Ni siquiera el hombre blanco, cuyo Dios pasea y conversa con él, de amigo a amigo, queda exento del destino de todos. Tal vez seamos hermanos, a pesar de todo. Nosotros sabemos una cosa que quizá el hombre blanco descubra un día: nuestro Dios es el mismo Dios. Ahora pensáis que lo poseéis, igual que deseáis poseer nuestra tierra; pero esto es imposible. Él es el Dios de los hombres y su compasión debe ser compartida por igual entre el hombre blanco y el piel roja. La tierra es preciosa para Él y si se la daña se desprecia al Creador. A los hombres blancos les puede pasar también lo que a nuestras tribus. Continuad contaminando vuestra cama y os ahogaréis una noche en vuetro propio desierto. Pero aún en vuestra hora final os sentiréis iluminados por la idea de que Dios os trajo a estas tierras y os dio el dominio sobre ellas y sobre el hombre de piel roja con algún propósito especial. Tal destino es un misterio para nosotros.
- - -
**TAREA PROPUESTA:** Imprime completo y sin ningún cambio el texto de arriba sobre el Dios del hombre blanco y del piel roja.

**INFORMACIÓN MOSTRADA:**
- - -
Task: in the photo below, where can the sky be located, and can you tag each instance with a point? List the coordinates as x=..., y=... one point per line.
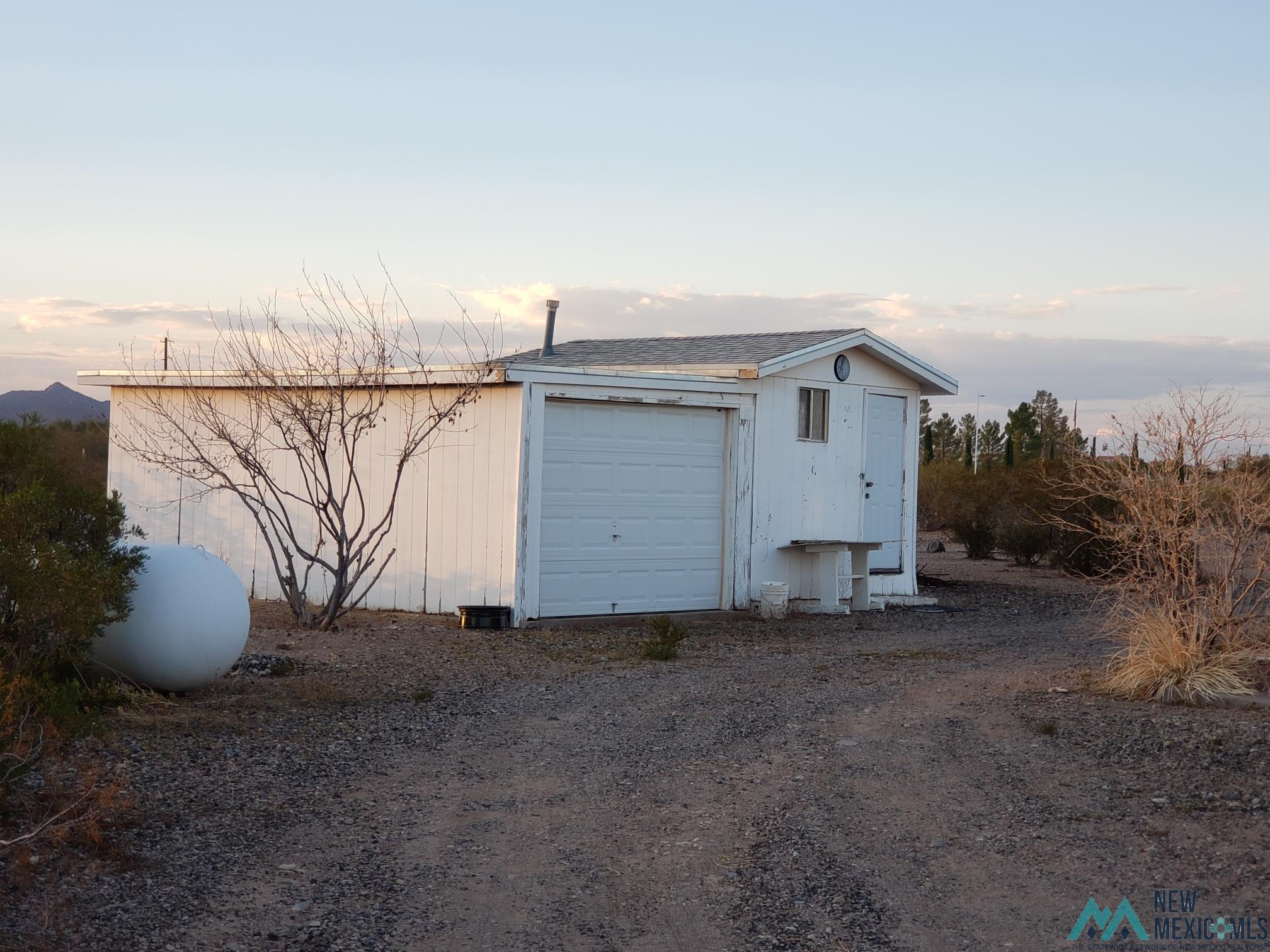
x=1062, y=196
- - -
**EJERCICIO RESUELTO:**
Ni siquiera el hombre blanco, cuyo Dios pasea y conversa con él, de amigo a amigo, queda exento del destino de todos. Tal vez seamos hermanos, a pesar de todo. Nosotros sabemos una cosa que quizá el hombre blanco descubra un día: nuestro Dios es el mismo Dios. Ahora pensáis que lo poseéis, igual que deseáis poseer nuestra tierra; pero esto es imposible. Él es el Dios de los hombres y su compasión debe ser compartida por igual entre el hombre blanco y el piel roja. La tierra es preciosa para Él y si se la daña se desprecia al Creador. A los hombres blancos les puede pasar también lo que a nuestras tribus. Continuad contaminando vuestra cama y os ahogaréis una noche en vuetro propio desierto. Pero aún en vuestra hora final os sentiréis iluminados por la idea de que Dios os trajo a estas tierras y os dio el dominio sobre ellas y sobre el hombre de piel roja con algún propósito especial. Tal destino es un misterio para nosotros.